Text extract
* [RFC 0/1] migration: Update error description whenever migration fails
@ 2023-05-03 20:31 tejus.gk
2023-05-03 20:31 ` [RFC 1/1] " tejus.gk
0 siblings, 1 reply; 4+ messages in thread
From: tejus.gk @ 2023-05-03 20:31 UTC (permalink / raw)
To: qemu-devel; +Cc: quintela, peterx, leobras, tejus.gk
Hi everyone,
Currently, in QEMU, whenever a migration fails, its state is set to
MIGRATION_STATUS_FAILED
via the function migrate_set_state. However, there are places in the
code where the migration is marked as a failed migration; however, the
error description is never updated in the migration state object. This
causes problems when libvirt tries to query for the status of the
migration via a query-migrate; it never receives an error description
and hence reports the error as "unexpectedly failed". This
doesn't give us any information about what actually went wrong with
the migration.
An approach to solve this problem, which this patch explores, is to
update the migration errors through migrate_set_error, whenever the
migration state is updated to MIGRATION_STATUS_FAILED. However,
sometimes these error descriptions can be due to various reasons or be
too vague.
An alternative approach to tackle this is to update the error
description from the point where the error actually occurred. For
instance, an error which occurs while saving the vmstate in the function
vmstate_save_state_v in the file migration/vmstate.c, results in a
failed migration, hence the error description can be updated here
itself, rather than updating it in the function migration_completion,
present in migration/migration.c.
tejus.gk (1):
migration: Update error description whenever migration fails
migration/migration.c | 8 ++++++++
1 file changed, 8 insertions(+)

Items from a labeling collection
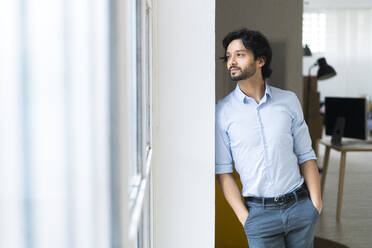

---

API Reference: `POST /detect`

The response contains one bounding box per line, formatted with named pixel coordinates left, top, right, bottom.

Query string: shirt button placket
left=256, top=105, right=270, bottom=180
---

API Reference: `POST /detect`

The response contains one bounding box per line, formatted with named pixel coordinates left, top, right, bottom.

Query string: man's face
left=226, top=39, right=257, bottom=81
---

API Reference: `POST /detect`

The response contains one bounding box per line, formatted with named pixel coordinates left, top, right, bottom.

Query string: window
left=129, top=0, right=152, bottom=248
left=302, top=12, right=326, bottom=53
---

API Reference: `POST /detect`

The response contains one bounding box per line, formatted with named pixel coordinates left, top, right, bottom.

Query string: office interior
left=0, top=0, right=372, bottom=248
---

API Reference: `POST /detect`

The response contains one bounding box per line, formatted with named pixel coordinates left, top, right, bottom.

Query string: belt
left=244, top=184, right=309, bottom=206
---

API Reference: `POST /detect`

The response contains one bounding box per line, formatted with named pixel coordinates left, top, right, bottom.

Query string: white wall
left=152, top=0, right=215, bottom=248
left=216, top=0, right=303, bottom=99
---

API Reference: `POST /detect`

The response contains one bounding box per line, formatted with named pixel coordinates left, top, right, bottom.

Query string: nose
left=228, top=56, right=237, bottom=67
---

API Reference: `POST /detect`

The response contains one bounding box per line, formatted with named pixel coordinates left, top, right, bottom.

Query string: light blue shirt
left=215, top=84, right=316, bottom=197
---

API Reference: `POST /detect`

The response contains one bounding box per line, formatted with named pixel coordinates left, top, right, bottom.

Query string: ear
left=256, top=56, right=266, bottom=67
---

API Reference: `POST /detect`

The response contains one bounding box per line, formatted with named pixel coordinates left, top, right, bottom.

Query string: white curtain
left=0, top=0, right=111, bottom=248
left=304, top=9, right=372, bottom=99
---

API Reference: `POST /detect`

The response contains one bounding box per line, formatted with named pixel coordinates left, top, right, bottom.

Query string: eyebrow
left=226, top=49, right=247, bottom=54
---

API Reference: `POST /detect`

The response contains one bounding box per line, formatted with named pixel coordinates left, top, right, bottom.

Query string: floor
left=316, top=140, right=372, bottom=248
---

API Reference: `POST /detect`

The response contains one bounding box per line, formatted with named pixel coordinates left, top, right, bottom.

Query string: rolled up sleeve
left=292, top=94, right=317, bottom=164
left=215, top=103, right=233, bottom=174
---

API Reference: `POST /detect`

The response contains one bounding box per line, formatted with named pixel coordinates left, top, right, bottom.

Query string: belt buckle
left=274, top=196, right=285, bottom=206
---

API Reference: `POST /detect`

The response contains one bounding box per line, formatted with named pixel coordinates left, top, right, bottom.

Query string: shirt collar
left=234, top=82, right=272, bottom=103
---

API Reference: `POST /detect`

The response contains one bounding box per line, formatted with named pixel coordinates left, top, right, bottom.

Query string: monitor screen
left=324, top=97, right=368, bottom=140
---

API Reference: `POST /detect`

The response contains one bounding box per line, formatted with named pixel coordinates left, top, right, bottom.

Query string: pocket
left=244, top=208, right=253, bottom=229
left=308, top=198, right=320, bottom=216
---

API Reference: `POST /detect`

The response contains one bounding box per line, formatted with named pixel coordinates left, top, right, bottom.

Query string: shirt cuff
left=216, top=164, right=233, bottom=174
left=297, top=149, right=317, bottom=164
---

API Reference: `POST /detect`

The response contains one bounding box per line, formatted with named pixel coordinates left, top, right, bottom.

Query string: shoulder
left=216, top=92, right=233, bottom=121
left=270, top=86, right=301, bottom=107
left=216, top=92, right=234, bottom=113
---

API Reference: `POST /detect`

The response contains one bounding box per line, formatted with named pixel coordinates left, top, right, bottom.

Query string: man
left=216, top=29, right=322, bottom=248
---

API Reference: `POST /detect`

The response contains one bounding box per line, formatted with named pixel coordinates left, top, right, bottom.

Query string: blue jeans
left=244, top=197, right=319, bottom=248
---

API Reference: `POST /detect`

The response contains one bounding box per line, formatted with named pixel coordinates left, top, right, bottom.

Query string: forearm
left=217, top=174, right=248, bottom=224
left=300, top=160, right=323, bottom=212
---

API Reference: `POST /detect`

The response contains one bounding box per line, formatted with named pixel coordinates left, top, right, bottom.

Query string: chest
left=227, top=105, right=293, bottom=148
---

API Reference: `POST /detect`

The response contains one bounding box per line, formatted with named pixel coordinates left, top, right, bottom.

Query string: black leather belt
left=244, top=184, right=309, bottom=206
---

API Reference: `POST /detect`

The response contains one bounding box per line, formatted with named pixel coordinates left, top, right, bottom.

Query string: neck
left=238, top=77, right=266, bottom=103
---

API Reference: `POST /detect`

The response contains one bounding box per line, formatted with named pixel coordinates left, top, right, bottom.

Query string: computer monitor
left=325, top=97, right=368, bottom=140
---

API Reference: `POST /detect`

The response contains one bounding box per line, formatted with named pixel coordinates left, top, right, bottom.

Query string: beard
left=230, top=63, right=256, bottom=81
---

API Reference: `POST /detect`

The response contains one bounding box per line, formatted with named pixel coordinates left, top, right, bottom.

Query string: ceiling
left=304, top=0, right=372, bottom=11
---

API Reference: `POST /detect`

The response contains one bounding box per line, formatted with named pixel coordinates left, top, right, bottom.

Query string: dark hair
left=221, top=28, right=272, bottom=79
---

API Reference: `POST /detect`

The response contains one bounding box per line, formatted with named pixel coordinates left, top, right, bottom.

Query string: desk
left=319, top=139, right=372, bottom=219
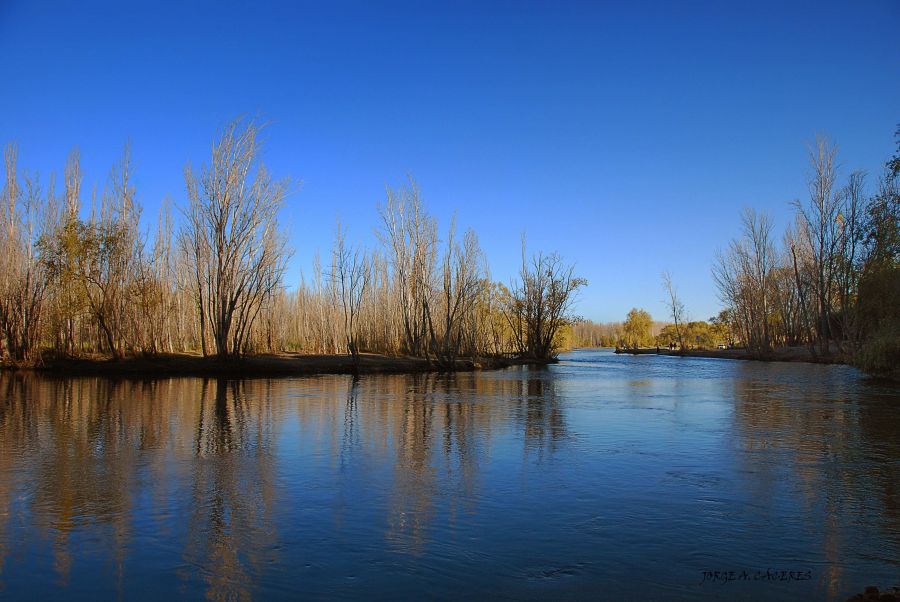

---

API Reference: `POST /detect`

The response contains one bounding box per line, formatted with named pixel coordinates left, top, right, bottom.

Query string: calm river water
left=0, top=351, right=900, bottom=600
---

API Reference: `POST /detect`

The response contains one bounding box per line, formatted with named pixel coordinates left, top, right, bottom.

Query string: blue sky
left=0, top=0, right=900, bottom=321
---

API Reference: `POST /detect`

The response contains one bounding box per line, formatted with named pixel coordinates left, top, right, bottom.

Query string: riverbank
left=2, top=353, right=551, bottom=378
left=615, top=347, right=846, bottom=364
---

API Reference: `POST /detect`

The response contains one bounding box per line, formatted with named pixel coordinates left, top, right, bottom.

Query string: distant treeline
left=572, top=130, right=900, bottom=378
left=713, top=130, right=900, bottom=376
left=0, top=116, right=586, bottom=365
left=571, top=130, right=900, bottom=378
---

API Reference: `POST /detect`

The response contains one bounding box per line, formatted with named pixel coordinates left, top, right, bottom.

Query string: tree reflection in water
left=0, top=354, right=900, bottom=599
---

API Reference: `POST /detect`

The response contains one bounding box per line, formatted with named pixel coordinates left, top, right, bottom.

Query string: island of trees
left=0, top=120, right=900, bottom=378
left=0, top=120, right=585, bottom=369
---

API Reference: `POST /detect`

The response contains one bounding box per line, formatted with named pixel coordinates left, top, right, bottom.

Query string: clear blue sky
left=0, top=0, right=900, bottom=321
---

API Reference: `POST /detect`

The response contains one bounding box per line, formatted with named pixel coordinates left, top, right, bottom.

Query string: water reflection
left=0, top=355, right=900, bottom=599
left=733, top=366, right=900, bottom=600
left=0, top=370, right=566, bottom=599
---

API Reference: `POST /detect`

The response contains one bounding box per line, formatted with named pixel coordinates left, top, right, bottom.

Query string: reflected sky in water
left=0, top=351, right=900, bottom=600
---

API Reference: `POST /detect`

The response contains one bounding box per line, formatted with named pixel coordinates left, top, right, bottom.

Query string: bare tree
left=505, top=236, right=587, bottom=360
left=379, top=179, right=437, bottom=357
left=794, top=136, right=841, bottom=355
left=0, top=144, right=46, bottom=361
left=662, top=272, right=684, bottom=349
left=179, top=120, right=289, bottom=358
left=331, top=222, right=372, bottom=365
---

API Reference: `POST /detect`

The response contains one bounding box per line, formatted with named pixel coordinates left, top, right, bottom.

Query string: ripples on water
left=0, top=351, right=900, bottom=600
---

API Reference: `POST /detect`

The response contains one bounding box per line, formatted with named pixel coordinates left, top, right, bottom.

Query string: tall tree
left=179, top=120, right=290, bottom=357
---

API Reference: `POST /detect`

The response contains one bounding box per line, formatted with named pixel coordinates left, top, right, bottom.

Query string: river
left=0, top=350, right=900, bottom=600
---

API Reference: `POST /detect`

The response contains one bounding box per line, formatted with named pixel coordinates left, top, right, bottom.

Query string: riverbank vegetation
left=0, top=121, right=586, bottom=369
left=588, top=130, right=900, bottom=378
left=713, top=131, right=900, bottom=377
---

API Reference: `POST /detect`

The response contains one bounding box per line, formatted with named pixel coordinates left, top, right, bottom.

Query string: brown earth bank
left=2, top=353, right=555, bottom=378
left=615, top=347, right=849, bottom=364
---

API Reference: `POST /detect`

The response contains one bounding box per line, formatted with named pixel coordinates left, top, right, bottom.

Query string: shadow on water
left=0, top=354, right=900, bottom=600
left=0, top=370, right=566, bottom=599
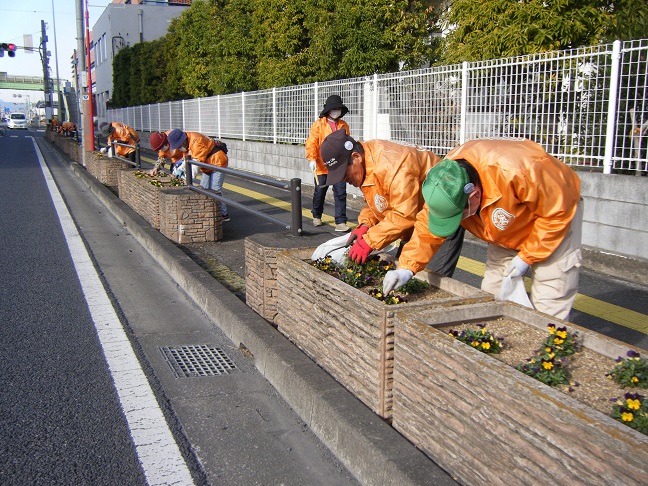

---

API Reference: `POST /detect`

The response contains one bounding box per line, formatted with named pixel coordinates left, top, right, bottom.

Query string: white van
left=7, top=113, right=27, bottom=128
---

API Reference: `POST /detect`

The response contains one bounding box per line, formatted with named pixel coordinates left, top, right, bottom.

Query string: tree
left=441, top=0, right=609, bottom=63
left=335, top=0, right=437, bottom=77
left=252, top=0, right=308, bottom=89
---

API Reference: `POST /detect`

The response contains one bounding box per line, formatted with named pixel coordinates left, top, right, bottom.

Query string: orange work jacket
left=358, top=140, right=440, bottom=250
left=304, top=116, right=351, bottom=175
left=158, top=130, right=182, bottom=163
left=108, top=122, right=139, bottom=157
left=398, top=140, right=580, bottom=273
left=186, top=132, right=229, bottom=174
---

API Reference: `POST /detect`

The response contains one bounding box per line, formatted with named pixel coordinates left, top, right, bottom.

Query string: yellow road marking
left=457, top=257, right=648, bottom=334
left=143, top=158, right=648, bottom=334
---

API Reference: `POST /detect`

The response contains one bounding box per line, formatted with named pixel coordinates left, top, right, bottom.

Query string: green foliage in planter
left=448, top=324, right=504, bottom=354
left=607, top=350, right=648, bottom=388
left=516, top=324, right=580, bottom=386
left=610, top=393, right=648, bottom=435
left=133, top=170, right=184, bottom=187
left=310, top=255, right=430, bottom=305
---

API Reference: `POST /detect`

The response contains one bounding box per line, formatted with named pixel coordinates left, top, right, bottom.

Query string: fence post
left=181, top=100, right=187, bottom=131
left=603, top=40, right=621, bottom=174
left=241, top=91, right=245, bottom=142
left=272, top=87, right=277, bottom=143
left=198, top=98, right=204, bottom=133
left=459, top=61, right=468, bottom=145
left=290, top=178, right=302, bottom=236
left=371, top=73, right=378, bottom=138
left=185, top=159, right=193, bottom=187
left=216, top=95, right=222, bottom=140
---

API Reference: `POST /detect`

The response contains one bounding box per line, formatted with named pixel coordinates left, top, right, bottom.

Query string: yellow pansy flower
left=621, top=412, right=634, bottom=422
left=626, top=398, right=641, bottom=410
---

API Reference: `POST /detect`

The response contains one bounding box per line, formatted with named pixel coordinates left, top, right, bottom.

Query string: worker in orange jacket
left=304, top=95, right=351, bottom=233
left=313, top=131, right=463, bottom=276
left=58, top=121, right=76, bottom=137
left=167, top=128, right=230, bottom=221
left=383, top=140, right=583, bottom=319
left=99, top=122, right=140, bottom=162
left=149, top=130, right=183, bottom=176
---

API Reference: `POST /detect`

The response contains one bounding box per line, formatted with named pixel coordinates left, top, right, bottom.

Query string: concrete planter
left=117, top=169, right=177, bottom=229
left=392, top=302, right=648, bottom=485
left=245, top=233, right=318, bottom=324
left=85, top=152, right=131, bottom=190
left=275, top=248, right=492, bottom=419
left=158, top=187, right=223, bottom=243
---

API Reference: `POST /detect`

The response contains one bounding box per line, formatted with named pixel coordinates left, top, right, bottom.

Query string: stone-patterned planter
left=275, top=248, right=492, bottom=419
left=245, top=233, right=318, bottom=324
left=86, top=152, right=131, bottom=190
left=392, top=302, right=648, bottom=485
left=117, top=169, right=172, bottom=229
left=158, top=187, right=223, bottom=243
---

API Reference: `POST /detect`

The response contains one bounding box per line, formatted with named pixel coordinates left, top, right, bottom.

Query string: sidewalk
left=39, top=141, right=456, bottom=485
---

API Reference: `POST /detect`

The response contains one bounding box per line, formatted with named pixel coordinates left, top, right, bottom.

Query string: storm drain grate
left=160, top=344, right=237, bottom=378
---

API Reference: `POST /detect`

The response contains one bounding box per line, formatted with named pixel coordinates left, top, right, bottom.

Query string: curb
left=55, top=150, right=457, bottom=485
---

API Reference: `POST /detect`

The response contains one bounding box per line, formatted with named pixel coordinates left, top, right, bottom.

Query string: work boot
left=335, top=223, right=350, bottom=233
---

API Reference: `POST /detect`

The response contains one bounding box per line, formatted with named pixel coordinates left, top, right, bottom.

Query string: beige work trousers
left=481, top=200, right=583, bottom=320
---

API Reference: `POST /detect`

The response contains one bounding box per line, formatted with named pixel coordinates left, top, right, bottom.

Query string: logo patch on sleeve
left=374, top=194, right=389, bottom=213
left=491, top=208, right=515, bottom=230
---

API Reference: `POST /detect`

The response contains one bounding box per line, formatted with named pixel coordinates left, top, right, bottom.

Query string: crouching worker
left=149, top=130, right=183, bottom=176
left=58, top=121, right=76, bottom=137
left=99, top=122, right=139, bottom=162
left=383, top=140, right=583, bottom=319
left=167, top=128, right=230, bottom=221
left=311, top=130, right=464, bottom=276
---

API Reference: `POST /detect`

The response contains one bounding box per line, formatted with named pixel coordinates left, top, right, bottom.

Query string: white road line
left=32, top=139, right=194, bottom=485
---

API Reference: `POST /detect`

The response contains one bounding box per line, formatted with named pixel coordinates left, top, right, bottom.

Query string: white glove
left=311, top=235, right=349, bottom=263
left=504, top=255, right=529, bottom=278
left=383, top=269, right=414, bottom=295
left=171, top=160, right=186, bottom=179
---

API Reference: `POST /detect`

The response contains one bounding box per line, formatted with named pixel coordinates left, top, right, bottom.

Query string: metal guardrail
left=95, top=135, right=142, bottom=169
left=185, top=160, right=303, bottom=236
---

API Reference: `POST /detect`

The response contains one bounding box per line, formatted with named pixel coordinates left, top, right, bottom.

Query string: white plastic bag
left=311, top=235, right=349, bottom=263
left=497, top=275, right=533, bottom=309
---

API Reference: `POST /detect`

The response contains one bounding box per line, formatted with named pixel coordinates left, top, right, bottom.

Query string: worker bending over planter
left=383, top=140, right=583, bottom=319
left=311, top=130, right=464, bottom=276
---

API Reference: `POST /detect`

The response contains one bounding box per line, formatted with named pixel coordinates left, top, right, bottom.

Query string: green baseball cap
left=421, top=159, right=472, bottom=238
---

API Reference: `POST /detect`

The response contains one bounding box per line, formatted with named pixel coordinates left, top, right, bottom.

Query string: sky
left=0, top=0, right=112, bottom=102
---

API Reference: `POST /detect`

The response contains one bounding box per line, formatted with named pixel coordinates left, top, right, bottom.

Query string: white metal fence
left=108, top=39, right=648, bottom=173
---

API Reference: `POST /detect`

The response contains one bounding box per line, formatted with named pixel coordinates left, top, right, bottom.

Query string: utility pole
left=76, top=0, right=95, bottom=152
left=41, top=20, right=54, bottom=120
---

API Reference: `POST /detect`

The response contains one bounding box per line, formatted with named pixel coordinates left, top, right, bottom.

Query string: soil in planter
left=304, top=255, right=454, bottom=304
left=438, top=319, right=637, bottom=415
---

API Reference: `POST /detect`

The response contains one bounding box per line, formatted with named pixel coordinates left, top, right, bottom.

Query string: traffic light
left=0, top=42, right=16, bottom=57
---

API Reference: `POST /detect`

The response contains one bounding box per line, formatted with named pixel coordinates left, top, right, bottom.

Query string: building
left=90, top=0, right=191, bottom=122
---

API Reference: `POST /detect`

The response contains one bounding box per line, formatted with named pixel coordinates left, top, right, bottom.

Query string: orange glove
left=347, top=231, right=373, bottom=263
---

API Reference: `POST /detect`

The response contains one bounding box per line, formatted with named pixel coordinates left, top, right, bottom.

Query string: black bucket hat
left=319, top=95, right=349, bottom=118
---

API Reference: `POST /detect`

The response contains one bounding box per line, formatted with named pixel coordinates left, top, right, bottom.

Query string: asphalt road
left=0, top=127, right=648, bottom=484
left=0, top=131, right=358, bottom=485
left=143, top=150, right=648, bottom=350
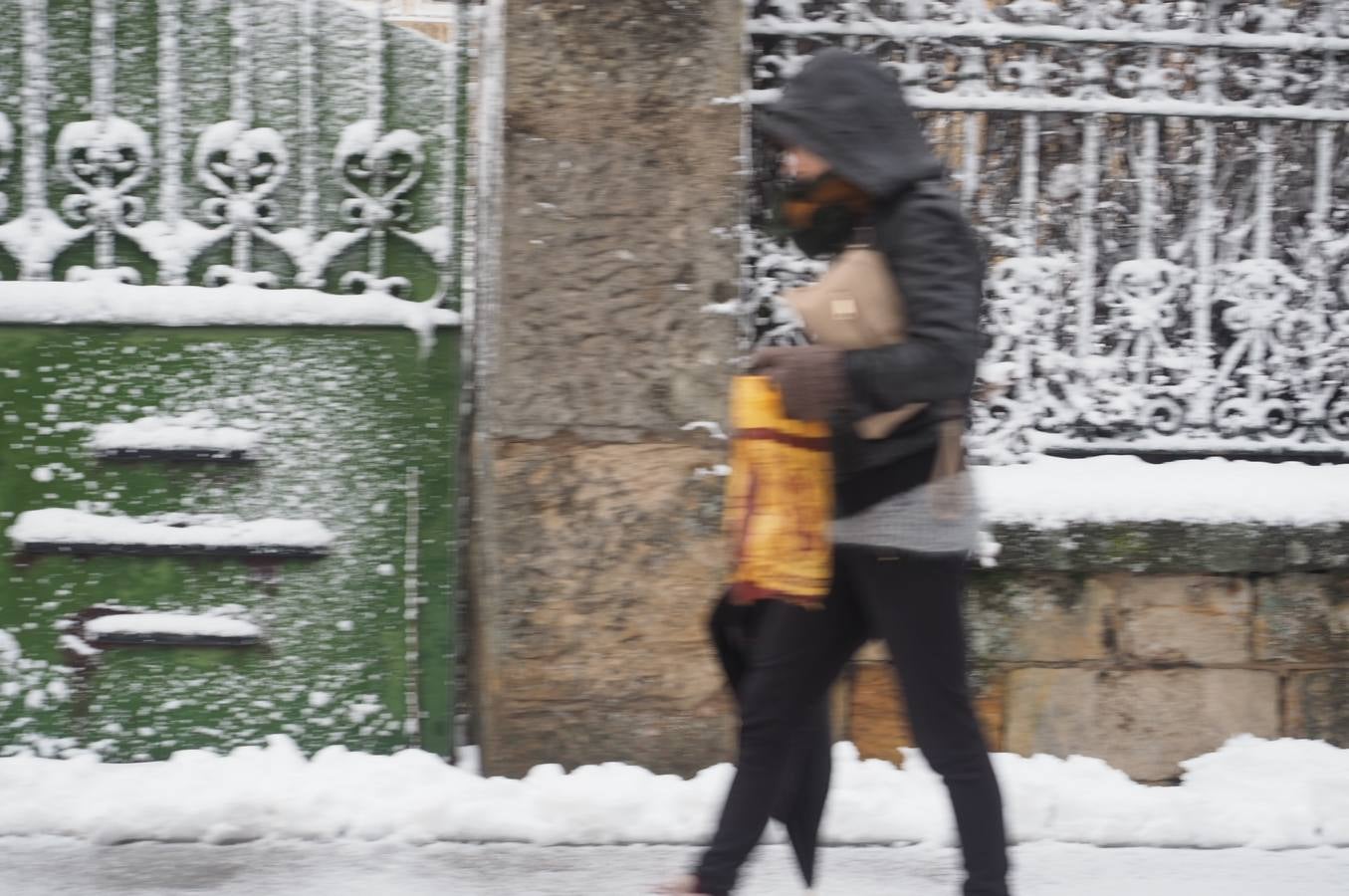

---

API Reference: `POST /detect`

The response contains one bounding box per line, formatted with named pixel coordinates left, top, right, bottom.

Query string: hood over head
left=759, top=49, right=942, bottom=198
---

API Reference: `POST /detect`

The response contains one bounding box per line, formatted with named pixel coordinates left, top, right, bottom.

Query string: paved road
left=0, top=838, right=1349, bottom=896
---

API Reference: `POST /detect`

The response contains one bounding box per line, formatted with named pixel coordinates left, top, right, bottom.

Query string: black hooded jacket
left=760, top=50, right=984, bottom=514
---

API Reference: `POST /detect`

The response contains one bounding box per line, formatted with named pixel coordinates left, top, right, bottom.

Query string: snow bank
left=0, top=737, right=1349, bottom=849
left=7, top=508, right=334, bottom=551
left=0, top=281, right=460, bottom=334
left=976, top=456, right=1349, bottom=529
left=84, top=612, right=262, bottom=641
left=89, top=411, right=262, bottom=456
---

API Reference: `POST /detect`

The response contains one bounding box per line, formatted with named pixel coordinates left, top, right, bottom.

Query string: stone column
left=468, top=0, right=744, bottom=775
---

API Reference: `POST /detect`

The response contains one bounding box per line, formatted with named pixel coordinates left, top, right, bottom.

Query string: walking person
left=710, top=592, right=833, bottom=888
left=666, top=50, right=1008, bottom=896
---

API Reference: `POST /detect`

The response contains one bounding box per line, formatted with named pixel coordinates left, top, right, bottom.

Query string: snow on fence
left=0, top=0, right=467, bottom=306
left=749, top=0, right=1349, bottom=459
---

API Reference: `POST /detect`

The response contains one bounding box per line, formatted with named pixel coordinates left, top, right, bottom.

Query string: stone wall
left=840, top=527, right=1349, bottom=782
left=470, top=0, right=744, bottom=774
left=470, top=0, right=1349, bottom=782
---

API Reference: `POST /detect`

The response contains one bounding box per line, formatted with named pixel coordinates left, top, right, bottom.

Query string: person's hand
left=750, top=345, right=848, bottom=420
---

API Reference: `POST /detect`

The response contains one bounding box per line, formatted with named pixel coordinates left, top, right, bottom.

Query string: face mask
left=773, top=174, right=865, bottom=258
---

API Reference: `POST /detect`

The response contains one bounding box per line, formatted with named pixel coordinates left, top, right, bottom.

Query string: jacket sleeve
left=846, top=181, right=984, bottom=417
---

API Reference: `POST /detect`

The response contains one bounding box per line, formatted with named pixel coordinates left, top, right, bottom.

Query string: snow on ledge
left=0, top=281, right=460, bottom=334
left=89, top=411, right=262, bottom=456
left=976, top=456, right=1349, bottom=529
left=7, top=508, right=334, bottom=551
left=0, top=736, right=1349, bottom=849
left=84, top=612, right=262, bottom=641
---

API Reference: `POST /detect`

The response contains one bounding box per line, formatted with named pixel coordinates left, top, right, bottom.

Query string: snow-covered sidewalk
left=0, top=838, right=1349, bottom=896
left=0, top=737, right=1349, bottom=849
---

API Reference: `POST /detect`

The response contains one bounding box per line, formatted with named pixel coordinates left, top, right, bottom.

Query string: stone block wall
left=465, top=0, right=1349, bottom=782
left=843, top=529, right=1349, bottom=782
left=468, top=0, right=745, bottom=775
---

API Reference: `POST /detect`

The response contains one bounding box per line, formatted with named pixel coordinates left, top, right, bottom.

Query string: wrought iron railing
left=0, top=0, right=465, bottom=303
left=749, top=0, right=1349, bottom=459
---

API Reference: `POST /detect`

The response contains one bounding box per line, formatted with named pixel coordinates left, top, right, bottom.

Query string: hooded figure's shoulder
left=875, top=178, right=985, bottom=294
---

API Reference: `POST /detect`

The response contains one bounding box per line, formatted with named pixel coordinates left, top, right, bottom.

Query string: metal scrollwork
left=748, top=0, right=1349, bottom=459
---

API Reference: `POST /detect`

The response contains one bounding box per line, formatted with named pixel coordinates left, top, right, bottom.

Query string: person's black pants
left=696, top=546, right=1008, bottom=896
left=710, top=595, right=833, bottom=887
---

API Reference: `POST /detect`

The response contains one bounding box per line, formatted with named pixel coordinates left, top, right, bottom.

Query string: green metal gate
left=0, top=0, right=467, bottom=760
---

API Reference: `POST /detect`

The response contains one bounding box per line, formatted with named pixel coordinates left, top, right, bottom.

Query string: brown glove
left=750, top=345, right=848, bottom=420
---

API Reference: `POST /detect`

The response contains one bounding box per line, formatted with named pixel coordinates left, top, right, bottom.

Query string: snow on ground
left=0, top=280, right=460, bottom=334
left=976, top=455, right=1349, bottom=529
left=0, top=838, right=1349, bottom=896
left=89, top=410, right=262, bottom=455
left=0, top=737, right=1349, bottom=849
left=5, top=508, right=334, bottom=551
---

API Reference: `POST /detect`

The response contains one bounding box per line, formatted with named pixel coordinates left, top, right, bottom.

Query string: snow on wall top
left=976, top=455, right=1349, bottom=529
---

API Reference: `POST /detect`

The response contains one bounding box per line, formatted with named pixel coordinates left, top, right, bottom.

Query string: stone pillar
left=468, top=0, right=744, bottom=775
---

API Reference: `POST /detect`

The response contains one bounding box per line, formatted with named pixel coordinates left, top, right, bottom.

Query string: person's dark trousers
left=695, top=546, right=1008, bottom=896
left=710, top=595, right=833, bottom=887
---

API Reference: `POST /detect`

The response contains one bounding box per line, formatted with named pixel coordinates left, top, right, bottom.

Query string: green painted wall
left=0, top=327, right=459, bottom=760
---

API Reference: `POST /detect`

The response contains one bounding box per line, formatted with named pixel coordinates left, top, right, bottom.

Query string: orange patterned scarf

Objectives
1 – In the QEMU migration patch post, quote the passage starting with "To: qemu-devel; +Cc: quintela, peterx, leobras, tejus.gk" and going on through "the migration.".
2 – List every name in the Cc field of the QEMU migration patch post.

Solutions to the problems
1 –
To: qemu-devel; +Cc: quintela, peterx, leobras, tejus.gk
Hi everyone,
Currently, in QEMU, whenever a migration fails, its state is set to
MIGRATION_STATUS_FAILED
via the function migrate_set_state. However, there are places in the
code where the migration is marked as a failed migration; however, the
error description is never updated in the migration state object. This
causes problems when libvirt tries to query for the status of the
migration via a query-migrate; it never receives an error description
and hence reports the error as "unexpectedly failed". This
doesn't give us any information about what actually went wrong with
the migration.

2 – quintela, peterx, leobras, tejus.gk